◆ **Tasks**
A. In the post about a creative drought, how many words of ATH did the writer produce on the especially productive day?
B. The post about a creative drought names the costs that the writer's December earnings will exceed. List them.
C. Pick up the post about a creative drought after its final sentence and continue it in the same first-person voice.

◆ **Text to read**
....................
A couple of weeks ago, I had a really good day creatively. I woke up with one of those special mindsets of "Holy moly; what am I doing with my life—I have to get writing and make today count!" And I did: I sat down and wrote over 3,000 words of ATH that day.


That was the last time I got any done. The next morning I woke up thinking about how I could build on the previous day's success, and perhaps I would have, but I also had a big influx of freelance work, and I couldn't put it off any longer.


Since then, I've been either working, procrastinating from working, or decompressing from working. Hence, the past couple weeks have been a complete creative drought—which is an interesting topic, so I figured I'd write about it for this week's article.



"This Is What Success Looks Like"

One year ago, give or take a couple of days, I got the keys to my current apartment. It was the biggest stroke of luck I'd had all year. And though I wasn't out of the woods yet, it would prove to be a turning point.


Now, celebrating my anniversary here, I note that I've lived longer in this apartment than anywhere since I left the Mountain. If not outright stability, some amount of control has been restored to my life, making it possible for me to get to where I am now. In fact, by the end of this month, I will have made more money for December than I spent in rent, bills, and food.


Most of this money will be from my freelance work.
....................
◆ **Data rows**
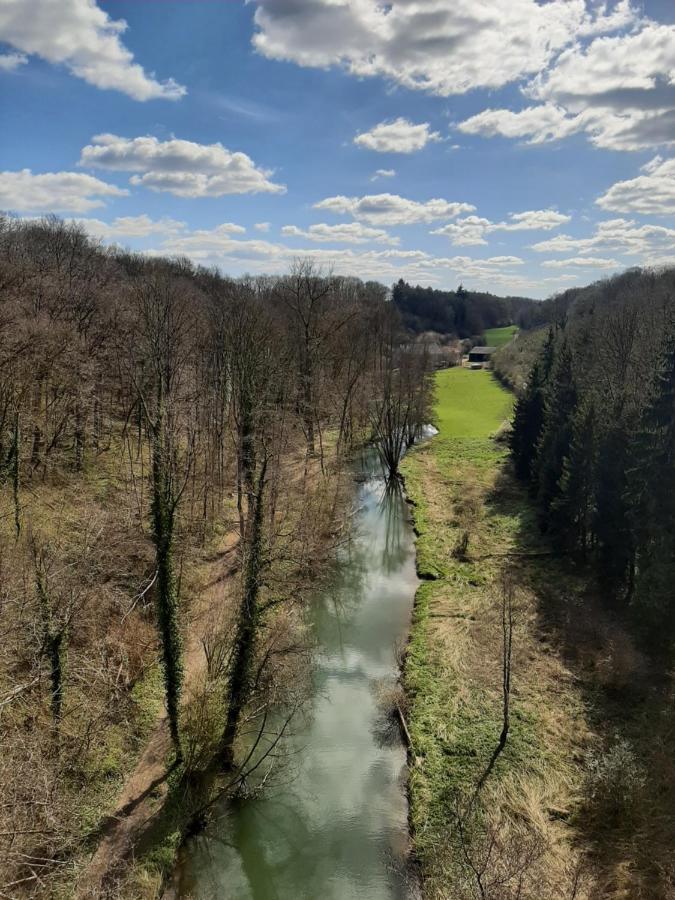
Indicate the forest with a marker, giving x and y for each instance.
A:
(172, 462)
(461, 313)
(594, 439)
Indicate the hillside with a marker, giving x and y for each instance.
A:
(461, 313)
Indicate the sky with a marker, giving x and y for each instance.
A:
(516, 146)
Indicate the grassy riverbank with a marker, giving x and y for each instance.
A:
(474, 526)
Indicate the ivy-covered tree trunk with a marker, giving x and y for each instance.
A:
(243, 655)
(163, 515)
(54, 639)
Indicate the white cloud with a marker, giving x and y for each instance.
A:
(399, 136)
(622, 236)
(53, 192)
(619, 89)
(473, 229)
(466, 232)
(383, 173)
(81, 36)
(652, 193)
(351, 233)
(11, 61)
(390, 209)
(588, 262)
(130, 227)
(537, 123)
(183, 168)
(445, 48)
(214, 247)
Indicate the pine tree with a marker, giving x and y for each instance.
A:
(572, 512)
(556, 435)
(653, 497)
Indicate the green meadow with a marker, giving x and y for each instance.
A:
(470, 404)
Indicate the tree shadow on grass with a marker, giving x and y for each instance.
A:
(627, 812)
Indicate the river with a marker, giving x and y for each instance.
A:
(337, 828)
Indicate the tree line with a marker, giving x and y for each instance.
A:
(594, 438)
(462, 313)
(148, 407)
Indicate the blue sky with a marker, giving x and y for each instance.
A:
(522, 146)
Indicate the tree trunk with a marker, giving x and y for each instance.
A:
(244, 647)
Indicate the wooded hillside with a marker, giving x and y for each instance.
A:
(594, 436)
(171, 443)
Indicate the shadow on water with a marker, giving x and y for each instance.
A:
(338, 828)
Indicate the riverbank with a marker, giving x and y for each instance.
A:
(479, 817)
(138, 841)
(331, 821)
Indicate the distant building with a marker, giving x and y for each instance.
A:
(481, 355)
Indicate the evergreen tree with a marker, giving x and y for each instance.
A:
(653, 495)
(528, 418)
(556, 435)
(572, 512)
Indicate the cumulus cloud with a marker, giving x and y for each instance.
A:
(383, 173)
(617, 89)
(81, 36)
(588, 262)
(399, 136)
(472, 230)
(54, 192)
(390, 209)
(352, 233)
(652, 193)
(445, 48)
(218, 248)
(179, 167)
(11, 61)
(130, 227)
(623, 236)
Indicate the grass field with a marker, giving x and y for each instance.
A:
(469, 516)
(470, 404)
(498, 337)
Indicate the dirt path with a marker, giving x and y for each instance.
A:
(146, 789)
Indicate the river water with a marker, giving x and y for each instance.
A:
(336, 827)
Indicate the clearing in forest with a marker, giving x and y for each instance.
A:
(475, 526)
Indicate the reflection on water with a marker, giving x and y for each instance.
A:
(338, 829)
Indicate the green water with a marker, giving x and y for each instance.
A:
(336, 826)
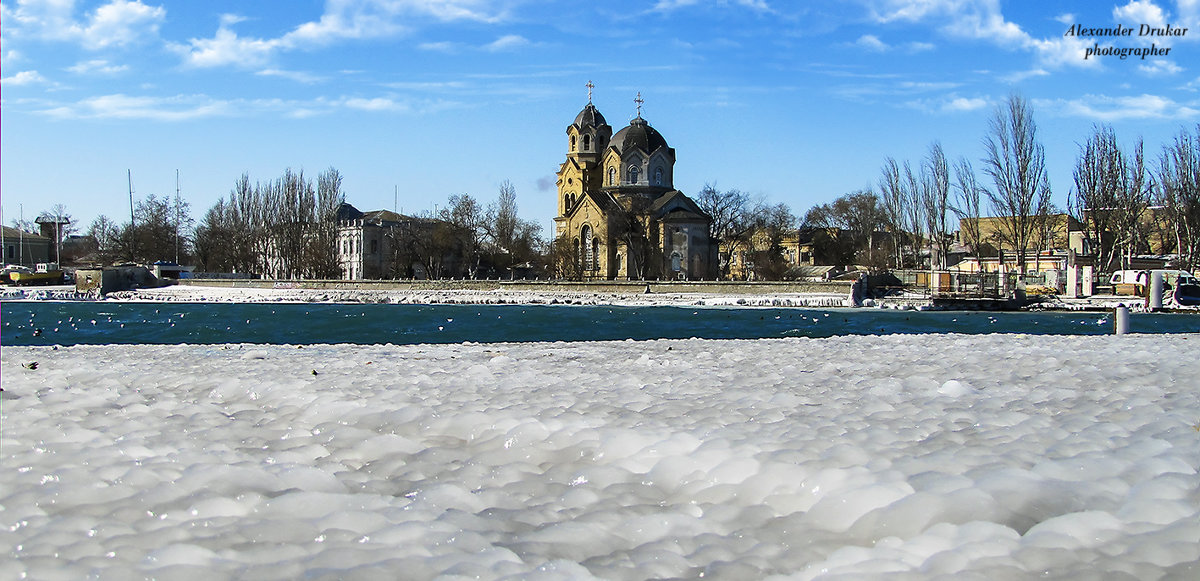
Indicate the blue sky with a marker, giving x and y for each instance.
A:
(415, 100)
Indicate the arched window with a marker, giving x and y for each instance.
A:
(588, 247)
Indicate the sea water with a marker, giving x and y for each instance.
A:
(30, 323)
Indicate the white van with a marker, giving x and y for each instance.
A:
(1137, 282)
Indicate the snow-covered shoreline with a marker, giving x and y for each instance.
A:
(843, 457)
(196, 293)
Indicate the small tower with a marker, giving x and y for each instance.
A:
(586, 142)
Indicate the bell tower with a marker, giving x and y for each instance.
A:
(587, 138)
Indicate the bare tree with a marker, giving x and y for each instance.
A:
....................
◆ **Responses**
A. Over 3,000 words.

B. Rent, bills, and food.

C.
I was thinking about this the other day: Here I am, in an apartment I love, in a neighborhood I love, in a city I love. I get to live on my own, and have space and peace and privacy and freedom, which is so important to me. And I get to work from home. And, since quitting my job in October, I get to set my own schedule. And, this month at least, I'm making a profit doing it. To my recollection, this is the first time I've ever turned a profit as a freelancer while also paying all of my own living expenses and living in my own place. Ten years after founding Joshua Tree Studios, it's finally profitable.


I don't want to give the impression that this situation is mine for as long as I want it—as currently my freelancer eggs are proverbially (nearly) all in the same basket—but it's mine for the moment, and, asterisks be damned, it's a bit of a milestone to have my first-ever profitable month.


From a certain point of view, "This is what success looks like." I have my own place, my own space, work of my choosing, and enough income to end the month with more money than I had when I started.


That's what I was telling myself a few days ago, in the midst of metaphorically pulling my hair out.



It Ain't All Skittles and Unicorns

You see, this is also a rough time. I'm dealing with some pretty significant health problems. I'm dreadfully lonely, mostly invisible, and feeling as discouraged as ever about the possibility of finding my special someone. I don't actually have enough money to go out to eat the way I want to. And, despite quitting the 9-to-6, I've had very little time this month to actually work on my creative writing. The freelance workload has sapped up all my time.


Not entirely of its own accord. Granted, the work pays poorly—about what I was earning at the height of my time with the Content Mill (and with no adjustments for inflation, at that), though with occasional upside—and therefore it takes a lot of time to break even. However, I spend more time procrastinating from doing the work, and then decompressing after doing it, than I actually spend writing it. If my work time were limited to the time that I'm actually working, it would be very reasonable. But the knowledge that I have to divert away from my creative writing fills me with dread, hence huge amounts of procrastination. And, then, all together, the dread, procrastination, absence from my creative writing, and the actual freelance work itself are exhausting, leading me to take decompression time to rest afterward.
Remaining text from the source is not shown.